[[ Data supplied, beginning ]]

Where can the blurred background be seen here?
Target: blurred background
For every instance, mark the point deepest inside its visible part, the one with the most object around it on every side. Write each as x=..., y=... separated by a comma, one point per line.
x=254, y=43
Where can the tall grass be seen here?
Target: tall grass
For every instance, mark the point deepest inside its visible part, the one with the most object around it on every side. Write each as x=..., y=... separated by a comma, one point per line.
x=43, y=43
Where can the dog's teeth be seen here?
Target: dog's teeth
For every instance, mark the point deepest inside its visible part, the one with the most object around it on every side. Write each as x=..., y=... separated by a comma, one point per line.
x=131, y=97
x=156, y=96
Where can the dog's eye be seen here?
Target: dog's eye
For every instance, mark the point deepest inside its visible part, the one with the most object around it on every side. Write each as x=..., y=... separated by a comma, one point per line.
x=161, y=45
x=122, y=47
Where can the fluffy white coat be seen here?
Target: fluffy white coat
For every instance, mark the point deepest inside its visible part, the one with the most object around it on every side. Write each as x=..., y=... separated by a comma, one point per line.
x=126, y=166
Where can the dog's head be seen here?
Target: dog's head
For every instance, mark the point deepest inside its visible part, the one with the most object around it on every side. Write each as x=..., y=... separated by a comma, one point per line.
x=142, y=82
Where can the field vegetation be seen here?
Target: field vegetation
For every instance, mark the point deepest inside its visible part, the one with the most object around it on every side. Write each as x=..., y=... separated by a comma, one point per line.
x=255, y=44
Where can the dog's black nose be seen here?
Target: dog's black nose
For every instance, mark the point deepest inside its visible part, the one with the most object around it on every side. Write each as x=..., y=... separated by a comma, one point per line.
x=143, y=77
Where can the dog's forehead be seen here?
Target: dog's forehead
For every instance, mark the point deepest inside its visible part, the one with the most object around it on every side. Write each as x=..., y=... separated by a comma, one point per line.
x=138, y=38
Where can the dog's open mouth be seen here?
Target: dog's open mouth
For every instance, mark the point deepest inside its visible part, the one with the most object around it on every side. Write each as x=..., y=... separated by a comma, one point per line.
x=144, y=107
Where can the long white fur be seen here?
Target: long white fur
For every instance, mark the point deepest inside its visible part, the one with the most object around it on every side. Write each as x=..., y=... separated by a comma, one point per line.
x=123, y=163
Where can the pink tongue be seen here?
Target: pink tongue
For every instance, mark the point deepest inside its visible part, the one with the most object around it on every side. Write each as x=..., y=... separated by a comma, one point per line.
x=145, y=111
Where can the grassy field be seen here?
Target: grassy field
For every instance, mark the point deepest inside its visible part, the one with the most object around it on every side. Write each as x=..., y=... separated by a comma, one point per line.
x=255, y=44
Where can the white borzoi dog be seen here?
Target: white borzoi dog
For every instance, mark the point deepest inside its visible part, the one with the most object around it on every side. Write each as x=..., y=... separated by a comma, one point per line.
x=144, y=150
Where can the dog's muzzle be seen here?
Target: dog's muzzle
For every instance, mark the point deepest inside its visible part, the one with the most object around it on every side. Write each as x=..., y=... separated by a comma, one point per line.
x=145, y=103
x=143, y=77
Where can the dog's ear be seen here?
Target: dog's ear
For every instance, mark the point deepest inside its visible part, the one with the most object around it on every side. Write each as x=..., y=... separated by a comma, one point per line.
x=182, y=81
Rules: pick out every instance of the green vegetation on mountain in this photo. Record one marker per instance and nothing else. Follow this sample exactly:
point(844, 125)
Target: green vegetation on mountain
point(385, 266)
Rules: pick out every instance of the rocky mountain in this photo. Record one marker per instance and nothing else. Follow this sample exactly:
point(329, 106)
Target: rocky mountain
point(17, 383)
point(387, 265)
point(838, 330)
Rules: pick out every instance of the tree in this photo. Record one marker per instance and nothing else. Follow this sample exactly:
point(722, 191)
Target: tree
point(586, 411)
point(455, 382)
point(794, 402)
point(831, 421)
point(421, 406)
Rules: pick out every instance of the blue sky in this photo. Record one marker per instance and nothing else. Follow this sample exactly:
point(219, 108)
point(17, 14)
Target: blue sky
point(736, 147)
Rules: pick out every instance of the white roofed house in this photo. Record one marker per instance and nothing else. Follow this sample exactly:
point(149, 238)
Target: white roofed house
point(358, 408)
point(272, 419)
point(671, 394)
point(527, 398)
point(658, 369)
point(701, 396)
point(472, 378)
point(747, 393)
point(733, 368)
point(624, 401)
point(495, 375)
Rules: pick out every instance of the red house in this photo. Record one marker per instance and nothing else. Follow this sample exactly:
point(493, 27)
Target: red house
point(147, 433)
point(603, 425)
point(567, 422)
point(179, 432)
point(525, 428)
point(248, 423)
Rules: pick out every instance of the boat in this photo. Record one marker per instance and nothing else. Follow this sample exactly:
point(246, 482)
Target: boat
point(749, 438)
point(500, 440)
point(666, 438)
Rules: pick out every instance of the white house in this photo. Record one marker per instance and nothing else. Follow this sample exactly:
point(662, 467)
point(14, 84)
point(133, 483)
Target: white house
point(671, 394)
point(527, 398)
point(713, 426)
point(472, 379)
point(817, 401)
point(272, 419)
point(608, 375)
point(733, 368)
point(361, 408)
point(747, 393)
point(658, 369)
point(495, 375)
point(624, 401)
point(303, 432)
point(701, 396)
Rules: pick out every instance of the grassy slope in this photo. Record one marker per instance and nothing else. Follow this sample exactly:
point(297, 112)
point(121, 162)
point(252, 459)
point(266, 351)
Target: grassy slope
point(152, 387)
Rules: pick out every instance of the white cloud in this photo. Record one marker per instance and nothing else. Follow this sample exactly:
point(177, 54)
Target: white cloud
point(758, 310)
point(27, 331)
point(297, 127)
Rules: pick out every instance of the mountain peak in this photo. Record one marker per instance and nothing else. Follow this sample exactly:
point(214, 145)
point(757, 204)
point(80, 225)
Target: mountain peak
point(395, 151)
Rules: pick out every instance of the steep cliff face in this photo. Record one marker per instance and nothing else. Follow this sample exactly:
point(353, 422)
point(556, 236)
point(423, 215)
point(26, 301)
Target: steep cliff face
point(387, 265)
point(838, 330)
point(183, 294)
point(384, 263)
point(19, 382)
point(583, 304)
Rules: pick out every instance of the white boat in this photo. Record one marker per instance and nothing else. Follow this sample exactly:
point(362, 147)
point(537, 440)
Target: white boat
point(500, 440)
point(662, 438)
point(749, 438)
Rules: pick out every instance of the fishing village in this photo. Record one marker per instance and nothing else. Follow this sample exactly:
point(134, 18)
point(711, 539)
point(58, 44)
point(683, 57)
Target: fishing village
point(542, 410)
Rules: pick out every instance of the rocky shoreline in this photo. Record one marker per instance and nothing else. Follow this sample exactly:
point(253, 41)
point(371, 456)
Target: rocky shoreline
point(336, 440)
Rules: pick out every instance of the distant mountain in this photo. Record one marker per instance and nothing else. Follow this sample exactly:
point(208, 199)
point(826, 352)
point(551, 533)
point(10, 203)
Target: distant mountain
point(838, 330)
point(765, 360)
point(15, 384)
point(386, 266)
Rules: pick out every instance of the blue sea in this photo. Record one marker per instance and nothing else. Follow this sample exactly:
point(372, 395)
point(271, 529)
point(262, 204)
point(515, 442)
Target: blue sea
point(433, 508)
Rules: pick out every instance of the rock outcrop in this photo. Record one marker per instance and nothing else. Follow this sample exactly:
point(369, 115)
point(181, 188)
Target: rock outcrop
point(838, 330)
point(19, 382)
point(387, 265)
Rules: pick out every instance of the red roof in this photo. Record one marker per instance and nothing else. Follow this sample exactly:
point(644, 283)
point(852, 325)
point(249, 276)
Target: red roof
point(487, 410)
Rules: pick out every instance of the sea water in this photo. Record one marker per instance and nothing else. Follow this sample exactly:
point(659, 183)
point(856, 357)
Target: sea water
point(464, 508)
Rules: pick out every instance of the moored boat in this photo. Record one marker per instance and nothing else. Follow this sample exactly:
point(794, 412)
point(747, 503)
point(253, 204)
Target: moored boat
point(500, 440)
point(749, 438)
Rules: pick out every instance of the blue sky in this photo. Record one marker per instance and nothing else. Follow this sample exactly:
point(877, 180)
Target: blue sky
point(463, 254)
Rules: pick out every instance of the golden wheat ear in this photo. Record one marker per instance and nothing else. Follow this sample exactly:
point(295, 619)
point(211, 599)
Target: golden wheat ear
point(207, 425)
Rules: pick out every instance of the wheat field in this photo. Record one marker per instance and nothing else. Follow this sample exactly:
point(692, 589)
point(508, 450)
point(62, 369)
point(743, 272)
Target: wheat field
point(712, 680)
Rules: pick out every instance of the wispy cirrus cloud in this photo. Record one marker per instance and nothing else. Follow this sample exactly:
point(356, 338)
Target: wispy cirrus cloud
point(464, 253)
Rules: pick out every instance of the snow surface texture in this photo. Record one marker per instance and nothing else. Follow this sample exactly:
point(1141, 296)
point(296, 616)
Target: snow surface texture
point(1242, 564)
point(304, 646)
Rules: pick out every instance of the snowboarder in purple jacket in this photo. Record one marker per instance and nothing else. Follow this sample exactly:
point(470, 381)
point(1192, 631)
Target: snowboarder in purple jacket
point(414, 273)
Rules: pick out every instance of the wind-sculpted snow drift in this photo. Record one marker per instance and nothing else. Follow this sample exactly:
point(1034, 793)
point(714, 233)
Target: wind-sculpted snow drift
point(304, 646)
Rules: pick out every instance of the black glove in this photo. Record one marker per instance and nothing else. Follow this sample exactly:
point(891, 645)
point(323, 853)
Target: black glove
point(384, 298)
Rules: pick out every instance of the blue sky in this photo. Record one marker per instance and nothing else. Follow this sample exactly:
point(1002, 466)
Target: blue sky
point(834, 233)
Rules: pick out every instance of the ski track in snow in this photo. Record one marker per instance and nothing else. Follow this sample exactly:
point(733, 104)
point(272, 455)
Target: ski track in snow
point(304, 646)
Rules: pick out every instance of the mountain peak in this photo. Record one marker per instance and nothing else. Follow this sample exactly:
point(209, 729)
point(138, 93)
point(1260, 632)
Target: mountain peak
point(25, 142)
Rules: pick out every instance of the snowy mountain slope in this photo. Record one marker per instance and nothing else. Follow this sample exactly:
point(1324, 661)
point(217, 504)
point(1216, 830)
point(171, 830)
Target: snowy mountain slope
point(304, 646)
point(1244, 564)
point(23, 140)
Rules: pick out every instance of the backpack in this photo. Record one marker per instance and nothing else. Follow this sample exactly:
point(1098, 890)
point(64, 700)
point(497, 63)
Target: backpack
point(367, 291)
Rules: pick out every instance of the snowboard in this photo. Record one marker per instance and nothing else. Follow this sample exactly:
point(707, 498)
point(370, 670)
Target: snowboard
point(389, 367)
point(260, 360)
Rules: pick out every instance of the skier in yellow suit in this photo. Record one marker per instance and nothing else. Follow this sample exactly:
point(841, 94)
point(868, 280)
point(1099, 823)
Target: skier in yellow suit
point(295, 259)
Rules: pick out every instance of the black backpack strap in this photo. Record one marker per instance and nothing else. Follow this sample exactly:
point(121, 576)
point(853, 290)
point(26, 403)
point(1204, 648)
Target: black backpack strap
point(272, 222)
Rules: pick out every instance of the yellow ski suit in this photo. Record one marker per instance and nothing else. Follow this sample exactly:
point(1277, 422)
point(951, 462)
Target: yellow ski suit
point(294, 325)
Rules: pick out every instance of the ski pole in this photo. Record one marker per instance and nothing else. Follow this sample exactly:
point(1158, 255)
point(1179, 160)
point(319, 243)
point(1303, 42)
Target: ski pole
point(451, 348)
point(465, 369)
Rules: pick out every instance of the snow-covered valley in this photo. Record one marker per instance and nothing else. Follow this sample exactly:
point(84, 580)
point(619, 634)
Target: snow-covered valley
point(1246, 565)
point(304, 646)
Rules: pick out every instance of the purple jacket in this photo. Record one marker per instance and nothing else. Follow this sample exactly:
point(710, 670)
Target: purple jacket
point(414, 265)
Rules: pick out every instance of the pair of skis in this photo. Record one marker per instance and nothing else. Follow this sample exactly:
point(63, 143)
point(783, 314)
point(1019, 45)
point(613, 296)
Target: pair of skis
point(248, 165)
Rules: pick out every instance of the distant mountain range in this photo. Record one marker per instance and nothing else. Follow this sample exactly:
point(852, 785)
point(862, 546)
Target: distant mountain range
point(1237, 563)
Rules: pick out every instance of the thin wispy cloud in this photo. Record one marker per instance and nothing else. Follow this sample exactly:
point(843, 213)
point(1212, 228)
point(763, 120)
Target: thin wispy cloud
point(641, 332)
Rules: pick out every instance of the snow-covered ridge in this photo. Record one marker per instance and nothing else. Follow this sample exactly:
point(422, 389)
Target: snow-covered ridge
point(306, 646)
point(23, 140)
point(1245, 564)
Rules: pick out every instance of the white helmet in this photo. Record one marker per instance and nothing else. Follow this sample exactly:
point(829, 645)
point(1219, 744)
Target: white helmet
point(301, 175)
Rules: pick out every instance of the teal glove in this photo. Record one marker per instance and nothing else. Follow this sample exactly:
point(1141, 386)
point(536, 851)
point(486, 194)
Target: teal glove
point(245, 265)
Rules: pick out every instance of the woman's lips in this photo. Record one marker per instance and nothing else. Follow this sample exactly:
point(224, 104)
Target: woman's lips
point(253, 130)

[[ Data supplied, end ]]

* _Goal of the exercise_: Print the material above verbatim, first line through the line containing "Target: dog's teeth", both included.

* _Answer space_:
Where can the blurred background be seen here?
Target: blurred background
For every instance, mark the point deepest inside its visible part, the one with the most object around it on every side. Write each as x=..., y=... separated by a comma, one point per line.
x=254, y=43
Where can the tall grass be seen here?
Target: tall grass
For every instance, mark the point deepest inside its visible part, the one with the most object around it on every side. Write each as x=..., y=... separated by a comma, one point per line.
x=43, y=43
Where can the dog's teeth be seen here?
Target: dog's teeth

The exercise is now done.